Excerpts from labeled region data:
start

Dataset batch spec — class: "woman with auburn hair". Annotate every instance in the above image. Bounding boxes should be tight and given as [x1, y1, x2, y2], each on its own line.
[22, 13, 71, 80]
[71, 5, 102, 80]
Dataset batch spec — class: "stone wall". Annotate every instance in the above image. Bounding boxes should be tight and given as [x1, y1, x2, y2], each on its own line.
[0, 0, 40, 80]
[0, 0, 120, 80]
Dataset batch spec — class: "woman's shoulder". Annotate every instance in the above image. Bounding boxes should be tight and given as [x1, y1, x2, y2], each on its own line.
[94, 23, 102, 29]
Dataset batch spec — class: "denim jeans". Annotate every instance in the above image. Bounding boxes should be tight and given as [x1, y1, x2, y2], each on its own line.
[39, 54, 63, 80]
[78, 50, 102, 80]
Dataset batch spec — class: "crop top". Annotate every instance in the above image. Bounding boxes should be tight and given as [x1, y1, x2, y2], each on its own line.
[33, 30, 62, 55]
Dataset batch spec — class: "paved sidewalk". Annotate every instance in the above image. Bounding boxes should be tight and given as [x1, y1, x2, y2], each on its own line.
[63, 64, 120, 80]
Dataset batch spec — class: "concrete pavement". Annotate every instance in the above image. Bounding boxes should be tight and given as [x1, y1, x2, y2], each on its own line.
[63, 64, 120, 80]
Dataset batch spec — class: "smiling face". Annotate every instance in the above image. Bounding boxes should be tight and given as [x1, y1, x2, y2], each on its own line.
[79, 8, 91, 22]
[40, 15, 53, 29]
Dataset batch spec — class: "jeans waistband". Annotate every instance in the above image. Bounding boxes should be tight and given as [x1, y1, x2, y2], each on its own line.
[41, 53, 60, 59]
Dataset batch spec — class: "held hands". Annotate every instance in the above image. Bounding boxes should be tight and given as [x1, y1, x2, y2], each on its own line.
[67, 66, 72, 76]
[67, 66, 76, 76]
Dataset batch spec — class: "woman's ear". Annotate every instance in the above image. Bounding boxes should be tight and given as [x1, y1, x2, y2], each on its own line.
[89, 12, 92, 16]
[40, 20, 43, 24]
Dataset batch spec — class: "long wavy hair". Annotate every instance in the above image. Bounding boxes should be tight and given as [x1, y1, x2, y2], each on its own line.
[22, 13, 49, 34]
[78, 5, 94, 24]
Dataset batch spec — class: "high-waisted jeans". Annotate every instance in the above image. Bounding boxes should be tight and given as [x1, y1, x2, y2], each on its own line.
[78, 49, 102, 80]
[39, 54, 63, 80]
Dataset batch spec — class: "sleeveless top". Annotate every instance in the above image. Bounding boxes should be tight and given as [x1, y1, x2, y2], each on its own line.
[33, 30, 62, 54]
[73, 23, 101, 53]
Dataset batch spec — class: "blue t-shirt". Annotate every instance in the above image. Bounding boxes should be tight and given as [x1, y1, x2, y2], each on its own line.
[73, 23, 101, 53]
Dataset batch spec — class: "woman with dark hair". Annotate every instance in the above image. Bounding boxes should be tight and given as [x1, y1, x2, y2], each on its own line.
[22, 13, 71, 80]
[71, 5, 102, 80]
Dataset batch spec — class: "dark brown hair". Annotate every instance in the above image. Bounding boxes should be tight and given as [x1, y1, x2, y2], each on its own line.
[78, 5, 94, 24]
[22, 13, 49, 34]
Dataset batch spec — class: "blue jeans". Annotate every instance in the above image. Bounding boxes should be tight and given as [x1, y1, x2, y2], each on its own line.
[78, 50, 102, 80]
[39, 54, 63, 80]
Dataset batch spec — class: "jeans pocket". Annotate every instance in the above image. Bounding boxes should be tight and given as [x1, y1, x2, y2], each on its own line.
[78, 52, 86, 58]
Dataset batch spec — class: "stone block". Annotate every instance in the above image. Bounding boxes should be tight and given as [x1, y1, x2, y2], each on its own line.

end

Exercise prompt:
Pull out each line above that contains the string "with". Case must match.

Full output:
Dataset batch spec — class: "woman with auburn hair". Annotate every instance in the above image. Bounding boxes should be tight and given as [x1, y1, x2, y2], each on its own line.
Dataset batch spec — class: "woman with dark hair". Annotate every instance in the above image. Bounding boxes should be tight and given as [x1, y1, x2, y2], each on its own line.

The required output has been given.